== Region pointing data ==
== Segment start ==

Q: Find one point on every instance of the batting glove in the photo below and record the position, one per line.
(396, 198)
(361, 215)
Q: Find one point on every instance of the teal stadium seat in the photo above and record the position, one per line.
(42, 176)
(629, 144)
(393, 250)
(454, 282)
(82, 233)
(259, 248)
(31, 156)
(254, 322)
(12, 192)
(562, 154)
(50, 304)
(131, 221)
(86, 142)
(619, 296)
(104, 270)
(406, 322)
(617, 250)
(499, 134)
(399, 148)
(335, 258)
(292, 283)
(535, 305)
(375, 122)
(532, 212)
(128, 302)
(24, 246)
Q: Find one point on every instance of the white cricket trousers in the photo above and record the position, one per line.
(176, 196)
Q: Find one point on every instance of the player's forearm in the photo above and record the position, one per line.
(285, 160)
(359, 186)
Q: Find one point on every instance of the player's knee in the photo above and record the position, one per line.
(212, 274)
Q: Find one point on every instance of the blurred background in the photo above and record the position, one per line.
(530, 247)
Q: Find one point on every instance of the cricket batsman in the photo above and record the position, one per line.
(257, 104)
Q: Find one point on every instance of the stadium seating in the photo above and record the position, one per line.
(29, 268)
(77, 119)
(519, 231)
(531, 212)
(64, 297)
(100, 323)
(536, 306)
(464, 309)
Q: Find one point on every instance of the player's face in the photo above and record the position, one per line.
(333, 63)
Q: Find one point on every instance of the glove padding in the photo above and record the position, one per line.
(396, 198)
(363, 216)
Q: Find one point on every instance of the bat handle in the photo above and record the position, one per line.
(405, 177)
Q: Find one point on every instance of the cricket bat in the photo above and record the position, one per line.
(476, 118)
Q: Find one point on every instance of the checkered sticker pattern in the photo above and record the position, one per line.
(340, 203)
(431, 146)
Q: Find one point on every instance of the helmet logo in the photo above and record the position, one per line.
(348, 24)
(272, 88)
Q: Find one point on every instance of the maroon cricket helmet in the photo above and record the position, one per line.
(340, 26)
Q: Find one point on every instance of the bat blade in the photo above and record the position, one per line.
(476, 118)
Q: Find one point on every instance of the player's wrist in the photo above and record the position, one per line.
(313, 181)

== Segment end ==

== Exercise ==
Your job is to restate all of the data word for word.

== Solution ==
Q: Find one point on every instance of the batting glove in the photo below and record the position, one per line.
(396, 198)
(361, 215)
Q: Find one point on every instance of the teal stadium seat in the photo above and record the position, one per line.
(42, 176)
(629, 144)
(393, 250)
(454, 282)
(82, 233)
(259, 248)
(31, 156)
(254, 322)
(12, 192)
(562, 154)
(50, 304)
(131, 221)
(86, 142)
(619, 296)
(104, 270)
(406, 322)
(617, 250)
(499, 134)
(399, 148)
(335, 258)
(292, 283)
(535, 305)
(375, 122)
(532, 212)
(128, 302)
(24, 246)
Q: Find one point on every instance of the white cricket trousers in the photo above and record the position, one per line.
(176, 196)
Q: Find one point on every instance of the player's forearm in the photo above and record the position, one per line.
(285, 160)
(359, 186)
Q: Find one point on every instance of the player's knee in the photo above and record the position, one per line.
(212, 274)
Q: Find one point on every instance of the blurred background in the photo above and record the position, one per line.
(530, 247)
Q: Find one point on every instance of the cricket batsman in the photo above and record the position, one per line.
(257, 104)
Q: Find one point on every instance of the stadium seating in the photo above and record the position, one per line.
(29, 268)
(77, 119)
(519, 231)
(531, 212)
(64, 297)
(100, 323)
(536, 306)
(464, 309)
Q: Find one point on every instance of the player's face in the photo above and record the position, one per line.
(333, 63)
Q: Find one point on every instance of the glove padding in the photo above and record the position, one per line.
(396, 198)
(363, 216)
Q: Find one point on every instance of the bat handle in the photo above and record the position, one per line.
(405, 177)
Q: Find one point on every instance of the cricket bat in the photo above and record the position, one per line.
(476, 118)
Q: Find one point on every instance of the checkered sticker pattern in the photo above and record the position, one per line.
(340, 203)
(431, 146)
Q: Find one point on every instance of the helmet logo in the photo above and record the position, one per line.
(348, 24)
(272, 88)
Q: Find one point on every instance of the maroon cricket helmet in the photo above and record the position, one per line.
(340, 26)
Q: Find one point on every instance of the bat blade in the photo above and record the position, one per line.
(476, 118)
Q: Find one point on every instance of the player's wrist in the photo above and record the position, one per line.
(313, 181)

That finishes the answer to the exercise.